* [Exercise]:
Find all the lines in the entries below that hold the word "wooden" and copy them.

[Referring expression pointing data]
§ §

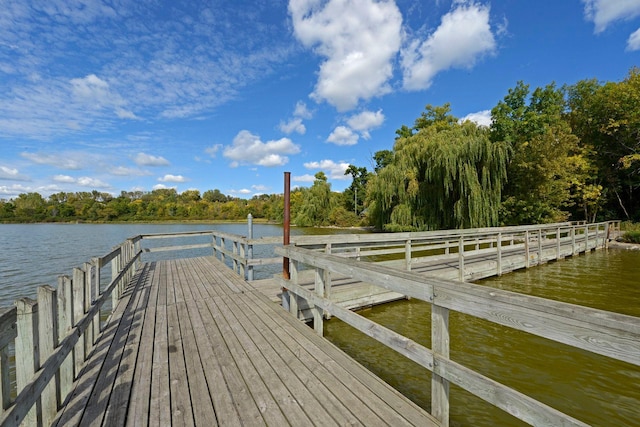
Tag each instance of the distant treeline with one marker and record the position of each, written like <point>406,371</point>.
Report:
<point>551,154</point>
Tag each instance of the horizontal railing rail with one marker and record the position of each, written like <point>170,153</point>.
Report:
<point>54,335</point>
<point>601,332</point>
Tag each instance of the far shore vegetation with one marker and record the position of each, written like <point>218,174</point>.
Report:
<point>551,154</point>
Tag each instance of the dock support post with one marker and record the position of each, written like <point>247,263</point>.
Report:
<point>65,323</point>
<point>78,312</point>
<point>28,353</point>
<point>499,254</point>
<point>526,248</point>
<point>48,338</point>
<point>440,347</point>
<point>318,313</point>
<point>249,247</point>
<point>461,259</point>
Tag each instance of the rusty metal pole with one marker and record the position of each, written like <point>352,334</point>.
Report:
<point>287,222</point>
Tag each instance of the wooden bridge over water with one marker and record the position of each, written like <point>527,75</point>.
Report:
<point>191,342</point>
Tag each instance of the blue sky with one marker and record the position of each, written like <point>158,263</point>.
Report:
<point>136,95</point>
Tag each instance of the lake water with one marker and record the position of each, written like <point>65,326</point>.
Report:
<point>594,389</point>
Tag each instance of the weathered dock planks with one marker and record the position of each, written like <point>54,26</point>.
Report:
<point>191,343</point>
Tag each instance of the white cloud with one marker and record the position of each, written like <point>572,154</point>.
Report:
<point>482,118</point>
<point>302,111</point>
<point>172,178</point>
<point>143,159</point>
<point>293,125</point>
<point>633,43</point>
<point>66,179</point>
<point>247,148</point>
<point>342,135</point>
<point>213,150</point>
<point>12,174</point>
<point>68,161</point>
<point>83,181</point>
<point>366,121</point>
<point>332,169</point>
<point>359,40</point>
<point>464,36</point>
<point>604,12</point>
<point>94,93</point>
<point>303,178</point>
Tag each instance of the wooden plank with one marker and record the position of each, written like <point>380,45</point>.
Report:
<point>119,400</point>
<point>181,412</point>
<point>160,405</point>
<point>27,353</point>
<point>332,364</point>
<point>305,382</point>
<point>138,411</point>
<point>48,340</point>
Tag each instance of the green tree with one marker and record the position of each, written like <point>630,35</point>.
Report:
<point>444,174</point>
<point>606,118</point>
<point>317,203</point>
<point>548,170</point>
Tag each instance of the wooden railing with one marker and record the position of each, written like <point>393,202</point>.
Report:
<point>53,336</point>
<point>605,333</point>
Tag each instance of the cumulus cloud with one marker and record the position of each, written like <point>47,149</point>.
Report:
<point>12,174</point>
<point>83,181</point>
<point>604,12</point>
<point>343,135</point>
<point>464,36</point>
<point>68,161</point>
<point>143,159</point>
<point>366,121</point>
<point>359,40</point>
<point>482,118</point>
<point>247,148</point>
<point>293,125</point>
<point>172,178</point>
<point>213,150</point>
<point>633,43</point>
<point>95,93</point>
<point>332,169</point>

§ §

* [Reply to the task]:
Tag each instance of the wooden bridge over water with one marker and record the position of each, written like <point>527,75</point>.
Tag each instance of the wooden plank with one marker and record the position of each, written like <point>380,45</point>.
Tag each instance of the wooden railing with one marker and record the position of each, written like <point>393,202</point>.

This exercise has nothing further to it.